# TASKS
a. In the article on the CONCACAF leadership dispute, swap "dismissal letter" for "termination letter" and write out the passage starting at "Austin faxed a" and ending at "take such action.".
b. Answer these questions from the article on the CONCACAF leadership dispute:
(i) Whom did the Executive Committee install as acting president of CONCACAF?
(ii) Where did Austin fax his letter to Blazer?
(iii) When and where was the Gold Cup due to begin?

# SOURCE PASSAGE
The current leader among those groups is the one that bought the rights to the New York Cosmos name and has installed Eric Cantona and Cobi Jones as executives.

Quote of the Day

Ryan Toohey, spokesman for recently suspended interim CONCACAF president Lisle Austin (above), on reports that FIFA had extended Austin’s ban worldwide:

“Mr. Austin has not been notified of any action by FIFA regarding any suspension. There is no existing suspension so there is nothing to extend. Lisle Austin remains acting president of CONCACAF, and has urged FIFA to intervene and resolve these so-called leadership questions.”

When last we left this spellbinding tale, Austin had fired CONCACAF general secretary Chuck Blazer, only to see Blazer immediately reinstated by the confederation’s Executive Committee. The committee then suspended Austin, and installed Honduras’s Alfredo Hawit as acting president of CONCACAF.

That’s where we stand now (well, all of us outside Austin’s camp). But there are sure to be further twists in the tale before the Gold Cup final on June 25.

FIFA Farce, Day 4: Blazer Fired, Unfired

Oh, it's on....

CONCACAF appointed an interim president in the wake of Jack Warner’s recent suspension, and that fella—who hails from Barbados and is called Lisle Austin—took it upon himself yesterday to “fire” Chuck Blazer, the American general secretary of CONCACAF who made allegations of bribery against Warner and former FIFA presidential candidate Mohamed bin Hammam.

Austin faxed a dismissal letter to Blazer’s Zurich hotel room, citing “inexcusable” conduct and “a gross misconduct of duty and of judgment” as reasons for the action.

Within hours, though, CONCACAF called Austin’s play an “unauthorized declaration” and published the following statement on its website:

“This attempted action was taken without any authority. Under the CONCACAF Statutes, jurisdiction over the General Secretary rests solely with the CONCACAF Executive Committee, which has taken no action. Further, a majority of the Executive Committee Members have advised Mr. Austin that he does not have the authority to take such action.

“Chuck Blazer continues as CONCACAF General Secretary and with the full authority of his office. The Confederation continues its normal operations including the Gold Cup commencing on June 5th at Cowboys Stadium in Dallas.”

Today, Austin sowed further confusion by firing back, through Warner’s media service in Port of Spain, Trinidad, with the following:

“The statement released by the CONCACAF Media Department last night as it relates to the status of the former General Secretary Chuck Blazer are not the official views of CONCACAF.

“This is yet another blatant disregard for process and procedure by the former staff member.”

Items from a dataset
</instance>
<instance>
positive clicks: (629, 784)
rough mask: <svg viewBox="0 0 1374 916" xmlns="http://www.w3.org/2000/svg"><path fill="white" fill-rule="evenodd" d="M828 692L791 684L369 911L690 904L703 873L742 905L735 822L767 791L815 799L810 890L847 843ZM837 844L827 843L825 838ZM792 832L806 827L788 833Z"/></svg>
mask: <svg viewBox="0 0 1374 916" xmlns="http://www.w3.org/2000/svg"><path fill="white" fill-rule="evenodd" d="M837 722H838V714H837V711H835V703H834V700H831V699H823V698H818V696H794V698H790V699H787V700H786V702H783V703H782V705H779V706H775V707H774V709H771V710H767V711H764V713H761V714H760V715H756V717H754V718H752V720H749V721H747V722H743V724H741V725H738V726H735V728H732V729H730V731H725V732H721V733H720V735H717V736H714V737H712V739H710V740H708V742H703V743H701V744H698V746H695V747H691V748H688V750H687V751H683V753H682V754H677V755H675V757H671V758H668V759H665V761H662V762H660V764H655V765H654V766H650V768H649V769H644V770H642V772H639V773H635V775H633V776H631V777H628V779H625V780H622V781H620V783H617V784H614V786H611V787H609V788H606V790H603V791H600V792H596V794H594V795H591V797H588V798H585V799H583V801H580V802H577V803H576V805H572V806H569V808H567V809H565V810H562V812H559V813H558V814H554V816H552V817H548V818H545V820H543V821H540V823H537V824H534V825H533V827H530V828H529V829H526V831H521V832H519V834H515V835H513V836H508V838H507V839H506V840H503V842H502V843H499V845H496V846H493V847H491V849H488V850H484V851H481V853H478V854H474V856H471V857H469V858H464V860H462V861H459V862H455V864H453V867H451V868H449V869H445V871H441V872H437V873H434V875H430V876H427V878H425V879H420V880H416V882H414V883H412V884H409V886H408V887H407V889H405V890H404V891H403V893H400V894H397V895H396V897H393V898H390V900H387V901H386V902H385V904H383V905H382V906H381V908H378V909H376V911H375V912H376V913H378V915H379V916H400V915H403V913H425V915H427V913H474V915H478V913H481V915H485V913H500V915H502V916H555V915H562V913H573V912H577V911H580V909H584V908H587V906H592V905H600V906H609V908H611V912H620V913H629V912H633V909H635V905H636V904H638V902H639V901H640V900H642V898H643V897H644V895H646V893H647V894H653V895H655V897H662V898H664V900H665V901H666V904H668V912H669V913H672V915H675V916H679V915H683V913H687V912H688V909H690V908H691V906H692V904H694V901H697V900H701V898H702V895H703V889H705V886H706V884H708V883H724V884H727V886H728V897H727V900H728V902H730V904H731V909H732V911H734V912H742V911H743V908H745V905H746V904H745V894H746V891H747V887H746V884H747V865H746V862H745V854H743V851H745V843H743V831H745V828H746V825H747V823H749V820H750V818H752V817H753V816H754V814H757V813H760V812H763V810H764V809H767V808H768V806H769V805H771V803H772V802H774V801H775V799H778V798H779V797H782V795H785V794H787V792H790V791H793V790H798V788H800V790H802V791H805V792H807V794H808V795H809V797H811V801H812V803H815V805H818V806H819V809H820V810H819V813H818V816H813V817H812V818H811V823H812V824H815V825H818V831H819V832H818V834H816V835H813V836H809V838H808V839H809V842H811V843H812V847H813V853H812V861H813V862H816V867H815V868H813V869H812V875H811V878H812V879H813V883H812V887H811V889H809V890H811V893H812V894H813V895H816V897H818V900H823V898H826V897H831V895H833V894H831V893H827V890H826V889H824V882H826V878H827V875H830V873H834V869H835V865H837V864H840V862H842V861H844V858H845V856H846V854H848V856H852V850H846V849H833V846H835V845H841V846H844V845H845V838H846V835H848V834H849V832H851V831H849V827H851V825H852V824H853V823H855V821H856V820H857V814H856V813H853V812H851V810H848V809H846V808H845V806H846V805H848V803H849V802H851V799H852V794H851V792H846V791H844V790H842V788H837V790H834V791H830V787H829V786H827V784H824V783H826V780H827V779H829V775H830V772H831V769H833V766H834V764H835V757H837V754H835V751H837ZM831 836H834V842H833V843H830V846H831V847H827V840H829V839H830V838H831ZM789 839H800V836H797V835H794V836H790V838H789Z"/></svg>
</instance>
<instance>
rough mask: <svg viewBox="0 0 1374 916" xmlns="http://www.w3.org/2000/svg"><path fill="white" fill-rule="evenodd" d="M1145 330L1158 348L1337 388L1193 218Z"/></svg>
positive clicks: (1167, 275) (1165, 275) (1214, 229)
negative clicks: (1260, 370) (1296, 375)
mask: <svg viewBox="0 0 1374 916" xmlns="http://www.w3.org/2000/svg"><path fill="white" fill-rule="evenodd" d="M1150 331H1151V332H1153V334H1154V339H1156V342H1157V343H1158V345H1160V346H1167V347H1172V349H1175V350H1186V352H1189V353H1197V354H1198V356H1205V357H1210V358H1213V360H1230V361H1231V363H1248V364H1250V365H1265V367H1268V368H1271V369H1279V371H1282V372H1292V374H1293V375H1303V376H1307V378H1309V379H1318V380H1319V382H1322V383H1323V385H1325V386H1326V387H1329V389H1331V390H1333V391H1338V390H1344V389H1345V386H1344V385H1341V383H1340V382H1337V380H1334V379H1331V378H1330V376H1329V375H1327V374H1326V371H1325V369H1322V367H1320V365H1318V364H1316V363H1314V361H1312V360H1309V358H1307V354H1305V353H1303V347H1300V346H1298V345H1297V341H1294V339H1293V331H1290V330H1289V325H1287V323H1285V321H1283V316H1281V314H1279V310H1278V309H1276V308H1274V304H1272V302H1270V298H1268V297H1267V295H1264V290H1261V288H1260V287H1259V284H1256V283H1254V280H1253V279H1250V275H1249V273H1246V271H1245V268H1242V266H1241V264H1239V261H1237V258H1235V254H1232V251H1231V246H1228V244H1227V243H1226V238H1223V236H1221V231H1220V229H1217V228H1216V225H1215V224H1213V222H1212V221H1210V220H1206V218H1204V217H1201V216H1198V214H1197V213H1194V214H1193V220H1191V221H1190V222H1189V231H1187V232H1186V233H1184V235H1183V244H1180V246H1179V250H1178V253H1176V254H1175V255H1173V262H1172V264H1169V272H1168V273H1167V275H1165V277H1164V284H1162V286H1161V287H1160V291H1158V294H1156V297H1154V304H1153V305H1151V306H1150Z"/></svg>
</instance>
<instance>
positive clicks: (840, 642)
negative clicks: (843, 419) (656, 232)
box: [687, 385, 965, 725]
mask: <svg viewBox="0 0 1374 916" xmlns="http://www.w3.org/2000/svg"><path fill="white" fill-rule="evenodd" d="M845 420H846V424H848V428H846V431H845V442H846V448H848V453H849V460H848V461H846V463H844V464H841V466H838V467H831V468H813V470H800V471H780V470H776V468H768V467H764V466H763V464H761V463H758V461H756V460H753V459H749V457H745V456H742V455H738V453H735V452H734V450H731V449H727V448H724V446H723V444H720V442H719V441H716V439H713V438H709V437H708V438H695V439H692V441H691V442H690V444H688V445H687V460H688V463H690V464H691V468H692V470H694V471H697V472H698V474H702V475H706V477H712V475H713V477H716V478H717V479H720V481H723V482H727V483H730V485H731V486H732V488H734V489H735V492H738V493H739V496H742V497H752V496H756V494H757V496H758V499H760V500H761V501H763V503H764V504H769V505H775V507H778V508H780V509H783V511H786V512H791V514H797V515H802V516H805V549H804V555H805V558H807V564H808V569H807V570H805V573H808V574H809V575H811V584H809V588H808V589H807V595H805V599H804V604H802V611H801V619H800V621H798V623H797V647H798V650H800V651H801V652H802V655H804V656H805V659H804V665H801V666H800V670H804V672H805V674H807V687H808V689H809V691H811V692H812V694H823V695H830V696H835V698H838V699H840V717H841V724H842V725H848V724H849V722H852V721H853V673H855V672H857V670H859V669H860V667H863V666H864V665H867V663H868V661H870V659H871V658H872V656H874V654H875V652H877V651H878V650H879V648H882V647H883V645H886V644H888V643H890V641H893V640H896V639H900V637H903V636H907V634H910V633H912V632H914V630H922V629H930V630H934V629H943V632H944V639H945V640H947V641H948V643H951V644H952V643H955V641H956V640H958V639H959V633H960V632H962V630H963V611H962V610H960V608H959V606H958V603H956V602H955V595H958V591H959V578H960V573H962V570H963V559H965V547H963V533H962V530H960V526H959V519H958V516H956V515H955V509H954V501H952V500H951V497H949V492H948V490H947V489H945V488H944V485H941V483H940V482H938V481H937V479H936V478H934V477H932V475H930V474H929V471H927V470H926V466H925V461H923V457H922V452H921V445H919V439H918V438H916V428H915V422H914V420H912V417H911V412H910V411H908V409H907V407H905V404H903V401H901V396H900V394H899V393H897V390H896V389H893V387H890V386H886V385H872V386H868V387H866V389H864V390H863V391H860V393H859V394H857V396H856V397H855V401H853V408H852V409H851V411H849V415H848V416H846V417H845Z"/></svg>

# EXERCISE ANSWERS
a.
Austin faxed a termination letter to Blazer’s Zurich hotel room, citing “inexcusable” conduct and “a gross misconduct of duty and of judgment” as reasons for the action.

Within hours, though, CONCACAF called Austin’s play an “unauthorized declaration” and published the following statement on its website:

“This attempted action was taken without any authority. Under the CONCACAF Statutes, jurisdiction over the General Secretary rests solely with the CONCACAF Executive Committee, which has taken no action. Further, a majority of the Executive Committee Members have advised Mr. Austin that he does not have the authority to take such action.

b.
(i) Alfredo Hawit of Honduras.
(ii) To Blazer's Zurich hotel room.
(iii) On June 5th at Cowboys Stadium in Dallas.